Source extract START
OK, I’m about to admit a little bit of my crazy ways here. I step on a scale every morning and I have no problem doing it. I know doctors and probably mental health professionals say it could lead to an obsession over weight. Well, “scaling” (new word invention, right here!) has helped me learn working and what’s not. I will often stay up late and instead of letting my body sleep for as long as it needs, I set my alarm for super early out of guilt. For example, if spends hours after work perusing Instagram until 2am, instead of getting caught up on sleep, I’ll set my alarm for 6am to at least do something productive with my day. Anyone else do this?
So on days/nights like this, I’ll wake up before the sun after a short nap and hop on the scale only to find my weight is about 3-4 pounds higher than my usual #. Now, I promise I wasn’t eating grilled cheese and chocolate until 2am. Instead, I was drinking tea or water – only when I would dare release my fingers from my phone, of course.
Source extract END
Collected data START
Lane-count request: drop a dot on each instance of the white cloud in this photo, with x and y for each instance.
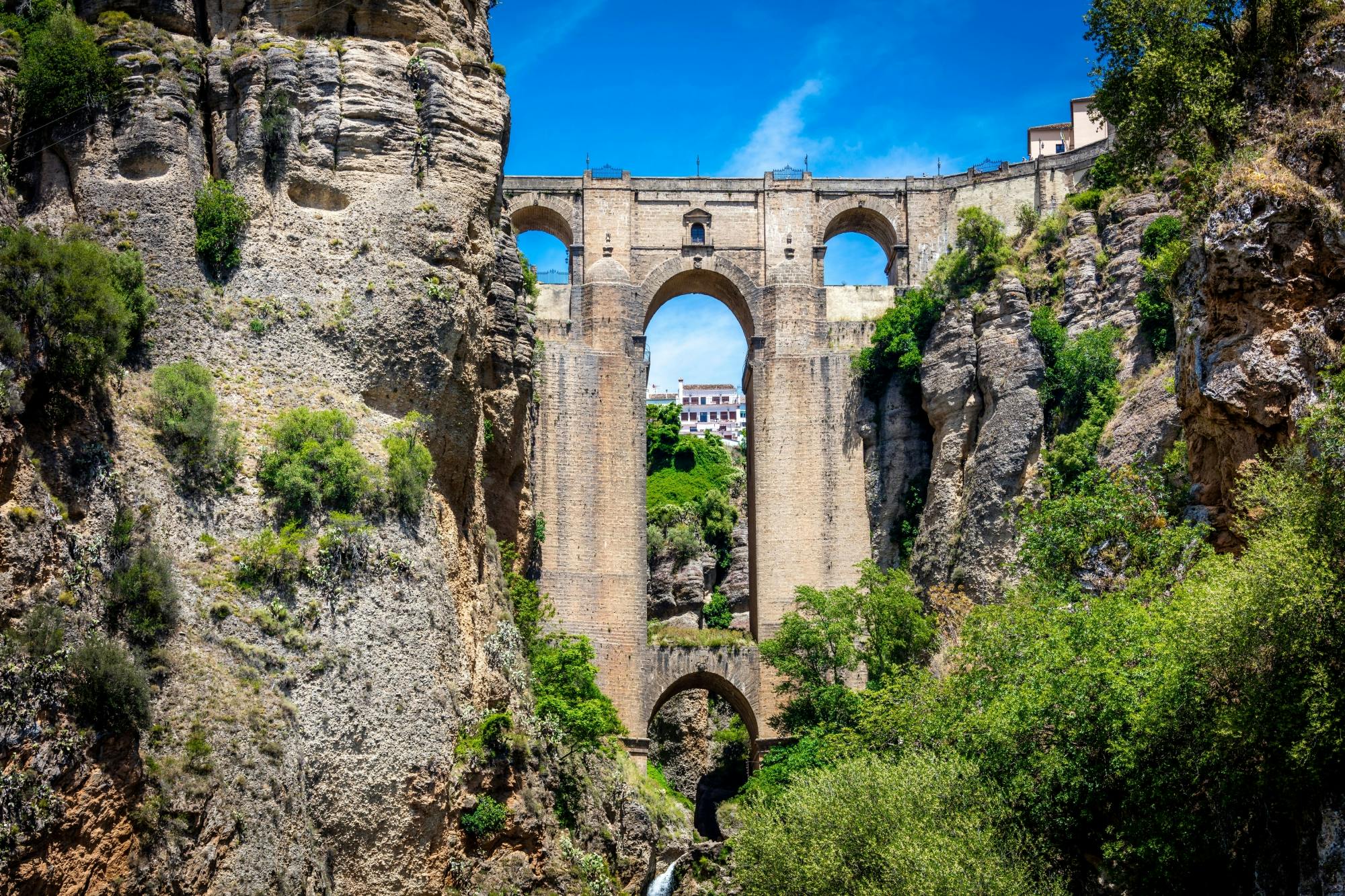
Collected data END
### The problem
Continue the blog post about weighing in every morning, picking up right after its last sentence.

### Final answer
But every time this would happen and I would wake up with my “teeth brushing, coffee pouring, and “scaling'” habit, I would always be “up.” To the point, where now I can call it. Oops, 3-4 hours of sleep tonight? I’ll be “puffy” tomorrow.
So I tried a little experiment with myself that I’m sure my body appreciated. I slept until I couldn’t sleep anymore. I’m talking the kind of sleep where you just lie there and sink into the bed until you just can’t possibly be horizontal any longer. This felt sinfully delicious.
I woke up at 10am, the sun was glaring outside, my body almost hurt from staying in the same position for longer than it’s used to (10 hours!) And when I hopped on the scale that morning I saw something I hadn’t seen in months! Instead of my steady weight or gaining, I was down 2 pounds! Seriously, this has been an ongoing struggle for me (see previous post “from fizzled to FANTASTIC”). So all along, all I had to do was stay in my PJs, hunker down into my cozy comforter, and sink into my pillow and I would be down a few pounds?!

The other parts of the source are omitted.